Tak, w szczególności to sformułowanie, które jest fragmentem treści art. 1
par. 1: "kto na terenach przeznaczonych do użytku publicznego niszczy lub
uszkadza roślinność .... " itd. Spróbuję może zupełnie uprościć sprawę,
odchodząc od konkretnej sytuacji: jakie warunki muszą zostać spełnione, żeby
teren będący w zarządzie jakiejś prywatnej organizacji mógł być jednocześnie
uznany za teren _przeznaczony_ do użytku publicznego? Stawiam nacisk na
słowo "przeznaczony", bo oczywiście jeśli teren nie jest ogrodzony i nie ma
psa stróżującego :), to każdy może na niego wejść, jednak wcale to nie musi
znaczyć, że zarządca _przeznaczył_ go do użytku publicznego - po prostu może
mu nie zależeć na tym, aby właściwie zabezpieczyć swój teren.
>
> KG
Mam nadzieję, że nie obraziłeś się zbytnio odwołaniem do poziomu
inteligencji. Nie chodziło mi o dotknięcie kogokolwiek, a jedynie zwrócenie
precyzyjniejszej uwagi na treść zapytania.
Pozdrawiam,
bart
-
7. Data: 2007-10-01 21:09:09
Temat: Re: Straż Miejska a teren Spółdzielni mieszkaniowej
Od: "bart" <b...@w...pl>
Użytkownik "Nostradamus" <l...@p...fm> napisał w wiadomości
news:fdrgqb$2717$1@opal.icpnet.pl...
> Użytkownik "bart" <b...@w...pl> napisał w wiadomości
> news:fdrg5l$16f$1@achot.icm.edu.pl...
>
>
>> Niech zgadnę - jesteś może strażnikiem miejskim? Prezentujesz podobny
>> poziom
>> inteligencji....
>
> Nie będę zgadywał a tylko stwierdzę fakt.
> Jesteś głupcem. W dodatku znerwicowanym. Idź do lekarza.
>
>
oho - wystarczyło uderzyć w stół i nożyce się odezwały.... Ty to już na
pewno jesteś strażnikiem miejskim, może nawet komendantem :))) Oczywiście
bez urazy :)

·····

* **ZADANIE PISEMNE 1**: Przepisz wiernie wszystkie wpisy, od samego początku aż po wiersz z "(1195, 383)" włącznie. Obrazki pomiń.

·····

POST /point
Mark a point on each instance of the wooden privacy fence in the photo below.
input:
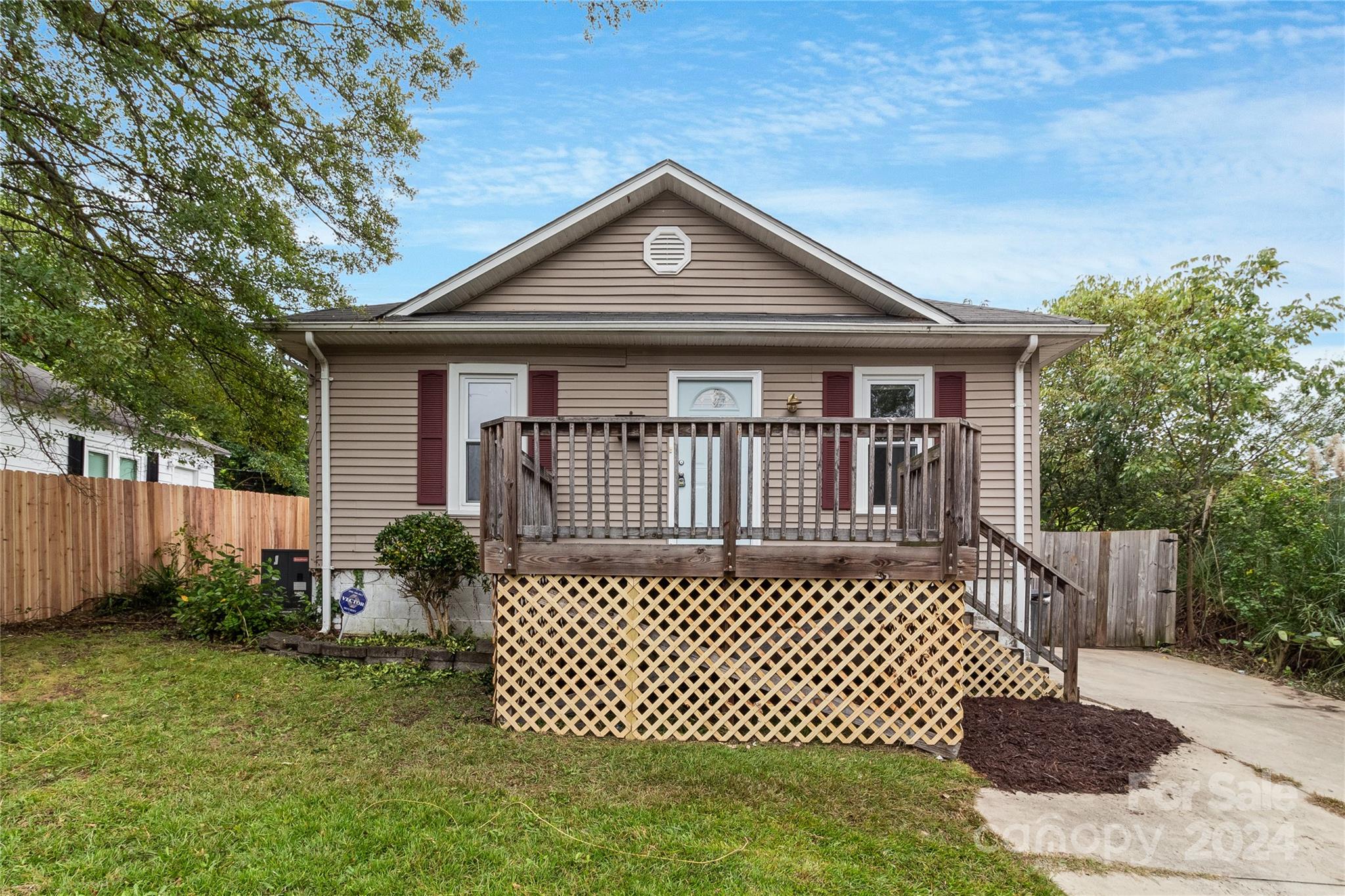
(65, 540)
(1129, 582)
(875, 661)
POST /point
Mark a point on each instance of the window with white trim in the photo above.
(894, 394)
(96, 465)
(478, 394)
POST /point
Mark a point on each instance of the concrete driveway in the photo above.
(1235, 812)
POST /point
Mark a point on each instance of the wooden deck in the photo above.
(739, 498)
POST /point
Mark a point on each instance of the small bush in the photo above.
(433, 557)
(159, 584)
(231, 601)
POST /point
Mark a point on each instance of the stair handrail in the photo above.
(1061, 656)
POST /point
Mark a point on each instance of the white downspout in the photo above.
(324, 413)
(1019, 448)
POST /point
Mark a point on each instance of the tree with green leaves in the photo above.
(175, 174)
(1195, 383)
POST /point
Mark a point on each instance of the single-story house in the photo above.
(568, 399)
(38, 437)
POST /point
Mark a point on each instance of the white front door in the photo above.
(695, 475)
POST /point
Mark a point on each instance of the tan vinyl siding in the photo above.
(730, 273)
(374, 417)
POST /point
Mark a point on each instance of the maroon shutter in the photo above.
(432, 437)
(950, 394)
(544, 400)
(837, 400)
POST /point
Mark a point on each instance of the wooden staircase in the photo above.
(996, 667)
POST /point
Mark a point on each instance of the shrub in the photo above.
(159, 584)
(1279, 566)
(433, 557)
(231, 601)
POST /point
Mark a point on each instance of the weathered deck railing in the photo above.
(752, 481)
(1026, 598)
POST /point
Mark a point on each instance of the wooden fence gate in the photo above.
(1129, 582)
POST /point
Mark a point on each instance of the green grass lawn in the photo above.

·····

* **ZADANIE PISEMNE 2**: Z jakiego powodu w pierwszej wypowiedzi fragmentu dyskusji wyróżniono słowo "przeznaczony"? Odpowiedz w jednym do trzech zdań.

* **ODPOWIEDŹ 1**:
POST /point
Mark a point on each instance of the wooden privacy fence in the photo below.
input:
(65, 540)
(1129, 582)
(875, 661)
POST /point
Mark a point on each instance of the window with white trim in the photo above.
(894, 394)
(96, 465)
(478, 394)
POST /point
Mark a point on each instance of the concrete driveway in the photo above.
(1235, 812)
POST /point
Mark a point on each instance of the wooden deck in the photo above.
(739, 498)
POST /point
Mark a point on each instance of the small bush in the photo above.
(433, 557)
(159, 584)
(231, 601)
POST /point
Mark a point on each instance of the stair handrail in the photo above.
(1061, 656)
POST /point
Mark a point on each instance of the white downspout in the photo above.
(324, 413)
(1019, 448)
POST /point
Mark a point on each instance of the tree with green leaves in the photo above.
(175, 174)
(1195, 383)

* **ODPOWIEDŹ 2**: Teren może być nieogrodzony i bez psa stróżującego, tak że każdy może na niego wejść. Nie musi to jednak znaczyć, że zarządca przeznaczył go do użytku publicznego, bo może mu po prostu nie zależeć na właściwym zabezpieczeniu terenu.